働き方改革関連法の施行により、2019年4月からフレックスタイム制の清算期間が見直されました。各労働日の労働時間を労働者が自由に決定できる一定の期間のことを清算期間と言いますが、法施行により清算期間の上限が3ヶ月まで延長されました。今回は、精算期間見直しの内容や清算期間を延長する際の注意点、時間外労働の扱いについて解説していきます。
フレックスタイム制とはその名の通り、比較的長い期間の間で合算して労働者が始業・終業時刻を柔軟(フレックス)に選べる制度です。労働時間が長い日もあれば短い日もあり、労働者はこの時間の長さを、定められた枠の時間の中で選択することができます。この定められた枠の単位を「清算期間」と呼びます。労働者は「清算期間」の中で所定労働時間に達するよう、労働時間を日々調整して働くことになります。なお、フレックスタイム制においても法定労働時間を超えて働いた労働者に対しては、雇用者は当然割増賃金を支払わなければなりません。
働き方改革関連法の施行前、清算期間は最長1か月と定められていました。しかし2019年4月からはフレックスタイム制の清算期間が見直され、この清算機関が最長3ヵ月間に延長されました。働き方改革関連法の施行後はフレックスタイム制を用いて1ヶ月を超えた労働時間の調整ができるようになり、よりフレックスな働き方が可能となるとされています。
厚生労働省は法改正の資料において、この改正により発生するメリットの一例として次のように述べています。6月から8月の中で月を超えて労働時間の調整が可能となれば、子育て中の親が、子どもが夏休みである8月の労働時間を短くすることで、夏休み中の子どもと過ごす時間を確保しやすくなります。この場合、6月に多く働いた時間の分だけ8月に働かなくても欠勤扱いとならない他、後述するように労働時間が週平均50時間を超えない限りは、使用者は割増賃金を払う必要はありません。
法改正後、1か月を超える清算期間のフレックスタイム制を導入する場合は、労使協定を結んだ上で労働基準監督署長へ届け出なければなりません。改正前のフレックスタイム制は労使協定を締結するだけでよく、それを労働基準監督署長へ届ける義務はありませんでした。しかし、使用者によるフレックスタイム制の乱用を避けるため、1か月を超えるフレックスタイム制の清算期間の設定には労働基準監督署長のチェックが入ることになります。ただし、届出制である以上、法的に瑕疵のない手続きを経てさえいれば基本的にはフレックスタイム制の導入を禁止されることはありません。

- [掲載データ]

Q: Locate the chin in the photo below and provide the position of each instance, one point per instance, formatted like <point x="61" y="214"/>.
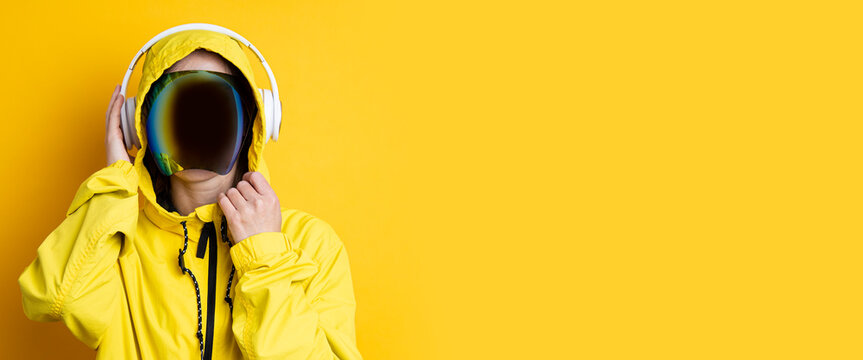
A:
<point x="196" y="174"/>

- [課題]
A - 清算期間に関する文章によれば、2019年4月の見直しにより、フレックスタイム制の清算期間の上限は何か月となったか。
B - 清算期間に関する文章を、最後の文の後から書き継ぎなさい。

- [解答]
A - 3か月です。

B -
フレックスタイム制においても、週の労働時間が規定の時間を超えた場合、使用者はその超過分の時間外労働に対する割増賃金を払う義務があります。ここで言う「規定の時間を超えた場合」には、次の2つの定義があります。
上記のどちらか、すなわち、清算期間全体と1ヶ月ごとに分けた時期のいずれかで規定時間を超えた場合に、時間外労働に対する割増賃金を払う義務が使用者に発生します。裏を返せば、1日ごとの労働時間には制限がないということになります。
なお、前者に当たる清算期間を通じて週平均40時間を超えている状態となる労働時間は、清算期間を90日とすると以下のようになります。
40時間×90日÷7=514.3時間
他方、後者に当たる1ヶ月の法定労働時間の上限は、ひと月の暦日数を30日とする場合は以下のような計算式で求められます。
50時間×30日÷7=214.3時間
したがって、フレックスタイム制を利用したとしても、特定の期間に業務を極端に増大させてしまうと、結局のところ使用者側にとってコストを上げることになると言えます。またフレックスタイム制においては、労働時間は使用者自身が決めることとなります。だからこそ、使用者側の意図にかかわらず、規定の時間を超える労働時間が容易に発生する場合もあるので注意が必要です。加えて、法改正後における時間外労働の上限規制(月100時間以上の労働の禁止)にも注意しましょう。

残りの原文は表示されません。